=== Page extract ===

A stream of research has examined "family firms" included in the S&P 500. This line of research is primarily motivated by the fact that, notwithstanding the oft-cited idea that US publicly firms have widely dispersed ownership, Shleifer and Vishny (1986) (and others) document that large shareholders are common and, in particular, note that founding families continue to hold equity stakes and board seats in nearly 33% of the Fortune 500 firms. In other words, US firms may not be as different from those observed elsewhere in the world as thought by many. These founding families represent a unique class of long-term shareholders that hold poorly diversified portfolios and often control senior management positions. Family owners can thus exert influence and control over the firm, potentially leading to performance differences with nonfamily firms.

In a widely cited study, Anderson and Reeb (2003) investigate the relation between founding-family ownership and firm performance. They find that, contrary to their conjecture, family firms perform better than nonfamily firms. Additional analyses reveal that the relation between family holdings and firm performance is nonlinear and that when family members serve as CEO, performance is better than with outside CEOs. Overall, their results are inconsistent with the hypothesis that minority shareholders are adversely affected by family ownership, suggesting that family ownership may be an effective organizational structure.

=== Recorded data ===
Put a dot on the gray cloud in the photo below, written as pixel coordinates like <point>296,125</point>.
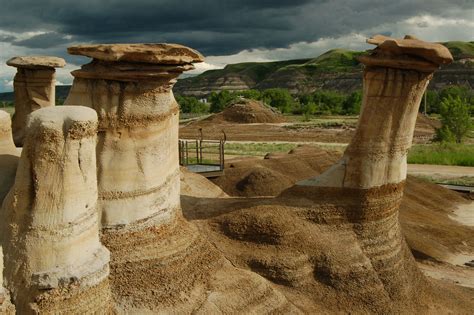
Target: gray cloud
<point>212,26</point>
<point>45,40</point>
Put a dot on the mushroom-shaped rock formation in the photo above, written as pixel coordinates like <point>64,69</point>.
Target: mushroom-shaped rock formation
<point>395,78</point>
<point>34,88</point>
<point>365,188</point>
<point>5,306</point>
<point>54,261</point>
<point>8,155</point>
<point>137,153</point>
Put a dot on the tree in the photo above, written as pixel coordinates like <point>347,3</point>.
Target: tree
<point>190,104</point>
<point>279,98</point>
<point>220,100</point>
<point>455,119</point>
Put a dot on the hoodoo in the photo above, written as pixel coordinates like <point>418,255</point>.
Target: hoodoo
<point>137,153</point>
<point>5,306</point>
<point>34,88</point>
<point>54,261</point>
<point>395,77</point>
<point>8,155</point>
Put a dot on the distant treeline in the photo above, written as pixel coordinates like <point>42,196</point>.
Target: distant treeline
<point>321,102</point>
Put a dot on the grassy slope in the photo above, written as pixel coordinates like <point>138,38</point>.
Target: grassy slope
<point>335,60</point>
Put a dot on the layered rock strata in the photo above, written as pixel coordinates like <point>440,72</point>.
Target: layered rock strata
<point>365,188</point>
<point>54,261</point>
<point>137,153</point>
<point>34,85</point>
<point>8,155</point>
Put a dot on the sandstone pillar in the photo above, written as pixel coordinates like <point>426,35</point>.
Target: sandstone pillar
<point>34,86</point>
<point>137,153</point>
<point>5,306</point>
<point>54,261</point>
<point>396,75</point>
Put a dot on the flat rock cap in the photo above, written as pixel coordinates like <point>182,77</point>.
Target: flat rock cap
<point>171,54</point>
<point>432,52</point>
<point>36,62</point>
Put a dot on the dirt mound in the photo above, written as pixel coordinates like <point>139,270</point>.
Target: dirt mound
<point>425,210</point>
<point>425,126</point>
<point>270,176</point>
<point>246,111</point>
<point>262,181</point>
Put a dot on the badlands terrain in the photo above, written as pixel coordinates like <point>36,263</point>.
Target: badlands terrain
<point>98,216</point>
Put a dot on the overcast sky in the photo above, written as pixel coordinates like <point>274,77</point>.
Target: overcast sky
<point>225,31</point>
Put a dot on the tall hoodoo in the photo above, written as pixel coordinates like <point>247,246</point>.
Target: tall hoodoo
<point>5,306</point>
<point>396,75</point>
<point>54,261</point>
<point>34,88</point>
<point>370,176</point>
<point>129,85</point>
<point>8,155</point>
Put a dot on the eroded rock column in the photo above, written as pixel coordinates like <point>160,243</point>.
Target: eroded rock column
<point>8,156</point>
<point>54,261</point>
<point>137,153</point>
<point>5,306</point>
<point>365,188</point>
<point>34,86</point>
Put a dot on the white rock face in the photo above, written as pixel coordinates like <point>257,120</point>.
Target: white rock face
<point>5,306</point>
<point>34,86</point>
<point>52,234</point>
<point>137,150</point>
...
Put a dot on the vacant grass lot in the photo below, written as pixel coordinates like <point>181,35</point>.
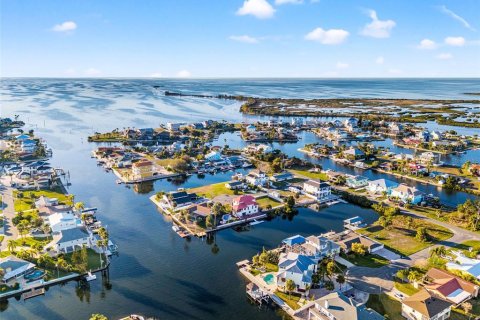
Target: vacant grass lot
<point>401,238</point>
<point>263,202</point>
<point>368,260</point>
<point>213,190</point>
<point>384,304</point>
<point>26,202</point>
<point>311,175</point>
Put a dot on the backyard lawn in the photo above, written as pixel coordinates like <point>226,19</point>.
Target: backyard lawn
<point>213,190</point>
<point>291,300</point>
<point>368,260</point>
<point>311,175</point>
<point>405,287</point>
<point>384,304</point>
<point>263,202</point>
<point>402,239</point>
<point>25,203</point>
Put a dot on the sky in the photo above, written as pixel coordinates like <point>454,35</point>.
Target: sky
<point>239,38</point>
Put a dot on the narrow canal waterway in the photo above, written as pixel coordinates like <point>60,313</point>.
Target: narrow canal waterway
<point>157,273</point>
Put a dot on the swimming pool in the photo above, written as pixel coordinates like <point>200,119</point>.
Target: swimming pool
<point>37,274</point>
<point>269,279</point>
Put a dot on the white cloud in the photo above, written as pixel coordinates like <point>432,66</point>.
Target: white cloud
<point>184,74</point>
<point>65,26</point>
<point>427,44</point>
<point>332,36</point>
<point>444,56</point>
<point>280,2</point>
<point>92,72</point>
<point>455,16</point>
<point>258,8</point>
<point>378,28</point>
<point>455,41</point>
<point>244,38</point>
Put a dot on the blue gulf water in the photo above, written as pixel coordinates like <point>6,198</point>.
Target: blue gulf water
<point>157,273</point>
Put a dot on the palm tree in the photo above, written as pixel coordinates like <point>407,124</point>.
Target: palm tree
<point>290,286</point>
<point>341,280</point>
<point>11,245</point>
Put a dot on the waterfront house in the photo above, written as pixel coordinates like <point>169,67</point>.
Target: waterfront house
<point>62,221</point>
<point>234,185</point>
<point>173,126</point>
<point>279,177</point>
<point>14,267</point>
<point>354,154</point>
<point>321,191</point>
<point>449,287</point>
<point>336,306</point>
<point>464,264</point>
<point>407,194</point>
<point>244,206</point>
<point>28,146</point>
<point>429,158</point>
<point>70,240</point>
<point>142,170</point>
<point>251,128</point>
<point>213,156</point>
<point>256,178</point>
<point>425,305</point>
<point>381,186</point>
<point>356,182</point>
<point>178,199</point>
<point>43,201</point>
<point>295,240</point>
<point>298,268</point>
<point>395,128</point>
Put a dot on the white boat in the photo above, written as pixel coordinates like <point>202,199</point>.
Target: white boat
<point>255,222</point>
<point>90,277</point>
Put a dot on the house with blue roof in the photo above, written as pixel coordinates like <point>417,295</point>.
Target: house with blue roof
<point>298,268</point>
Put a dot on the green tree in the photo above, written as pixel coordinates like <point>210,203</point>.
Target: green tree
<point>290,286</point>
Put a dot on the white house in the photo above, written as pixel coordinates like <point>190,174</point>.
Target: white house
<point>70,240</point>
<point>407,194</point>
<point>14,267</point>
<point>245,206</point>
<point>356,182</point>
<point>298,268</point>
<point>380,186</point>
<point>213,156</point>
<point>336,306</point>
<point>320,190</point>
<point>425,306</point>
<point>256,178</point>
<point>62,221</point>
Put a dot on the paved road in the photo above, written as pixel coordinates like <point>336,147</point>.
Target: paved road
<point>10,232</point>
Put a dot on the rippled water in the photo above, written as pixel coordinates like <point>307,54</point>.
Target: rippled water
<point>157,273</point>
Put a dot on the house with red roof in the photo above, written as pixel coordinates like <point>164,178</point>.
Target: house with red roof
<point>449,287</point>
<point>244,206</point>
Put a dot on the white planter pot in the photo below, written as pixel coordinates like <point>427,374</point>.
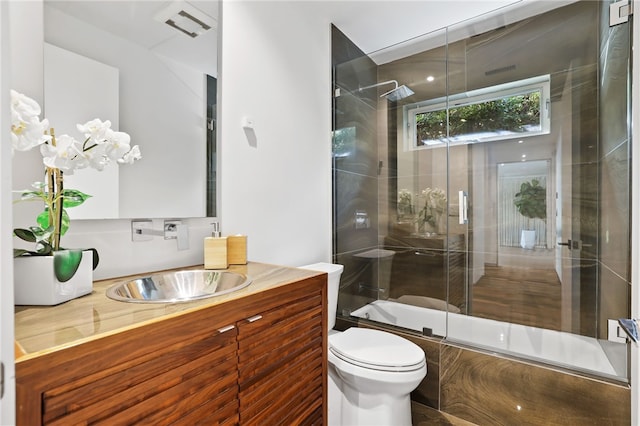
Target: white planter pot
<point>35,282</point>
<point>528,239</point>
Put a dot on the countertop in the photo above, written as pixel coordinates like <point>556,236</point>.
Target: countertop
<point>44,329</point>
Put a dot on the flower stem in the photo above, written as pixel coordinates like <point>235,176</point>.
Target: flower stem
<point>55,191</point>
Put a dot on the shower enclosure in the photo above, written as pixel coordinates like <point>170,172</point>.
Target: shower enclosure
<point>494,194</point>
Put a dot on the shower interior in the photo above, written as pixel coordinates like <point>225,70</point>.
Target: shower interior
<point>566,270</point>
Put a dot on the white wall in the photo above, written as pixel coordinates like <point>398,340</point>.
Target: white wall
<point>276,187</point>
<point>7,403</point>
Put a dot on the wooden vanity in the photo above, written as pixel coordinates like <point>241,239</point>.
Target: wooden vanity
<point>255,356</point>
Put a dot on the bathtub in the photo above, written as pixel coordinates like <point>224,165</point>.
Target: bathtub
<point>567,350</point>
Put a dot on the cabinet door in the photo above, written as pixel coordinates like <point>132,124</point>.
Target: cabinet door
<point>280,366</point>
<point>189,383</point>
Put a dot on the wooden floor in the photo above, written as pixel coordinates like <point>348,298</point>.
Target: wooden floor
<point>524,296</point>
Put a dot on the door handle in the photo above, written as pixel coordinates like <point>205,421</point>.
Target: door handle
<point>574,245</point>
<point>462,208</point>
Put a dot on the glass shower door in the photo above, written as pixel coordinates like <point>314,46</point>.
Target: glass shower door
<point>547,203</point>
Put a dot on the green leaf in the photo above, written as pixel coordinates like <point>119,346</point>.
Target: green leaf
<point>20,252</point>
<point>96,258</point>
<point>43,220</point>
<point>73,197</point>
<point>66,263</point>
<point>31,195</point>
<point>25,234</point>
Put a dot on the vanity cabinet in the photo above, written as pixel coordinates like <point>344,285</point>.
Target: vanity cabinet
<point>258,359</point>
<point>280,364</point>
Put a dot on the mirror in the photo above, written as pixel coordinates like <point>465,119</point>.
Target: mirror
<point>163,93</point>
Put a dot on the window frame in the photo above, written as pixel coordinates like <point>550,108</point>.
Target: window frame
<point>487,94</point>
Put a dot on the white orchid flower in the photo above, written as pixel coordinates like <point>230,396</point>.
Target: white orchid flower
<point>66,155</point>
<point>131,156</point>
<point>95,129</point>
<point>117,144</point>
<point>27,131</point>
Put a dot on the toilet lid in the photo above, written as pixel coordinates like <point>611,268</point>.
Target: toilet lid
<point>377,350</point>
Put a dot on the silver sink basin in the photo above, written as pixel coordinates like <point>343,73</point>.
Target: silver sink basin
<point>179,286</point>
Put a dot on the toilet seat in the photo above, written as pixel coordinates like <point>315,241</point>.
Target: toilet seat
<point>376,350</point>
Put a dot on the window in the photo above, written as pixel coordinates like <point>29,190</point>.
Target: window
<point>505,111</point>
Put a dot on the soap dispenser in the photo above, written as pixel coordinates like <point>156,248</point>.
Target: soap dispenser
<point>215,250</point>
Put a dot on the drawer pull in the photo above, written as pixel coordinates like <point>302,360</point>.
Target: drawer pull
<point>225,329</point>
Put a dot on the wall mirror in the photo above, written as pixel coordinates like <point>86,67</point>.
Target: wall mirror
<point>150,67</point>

=== Written problem ===
Substitute "long-horizon shareholders" for "long-term shareholders" in the passage on family firms, and give the passage between "A stream of" and "with nonfamily firms.", inclusive. The items are separate material with no connection to the passage on family firms.

=== Correct answer ===
A stream of research has examined "family firms" included in the S&P 500. This line of research is primarily motivated by the fact that, notwithstanding the oft-cited idea that US publicly firms have widely dispersed ownership, Shleifer and Vishny (1986) (and others) document that large shareholders are common and, in particular, note that founding families continue to hold equity stakes and board seats in nearly 33% of the Fortune 500 firms. In other words, US firms may not be as different from those observed elsewhere in the world as thought by many. These founding families represent a unique class of long-horizon shareholders that hold poorly diversified portfolios and often control senior management positions. Family owners can thus exert influence and control over the firm, potentially leading to performance differences with nonfamily firms.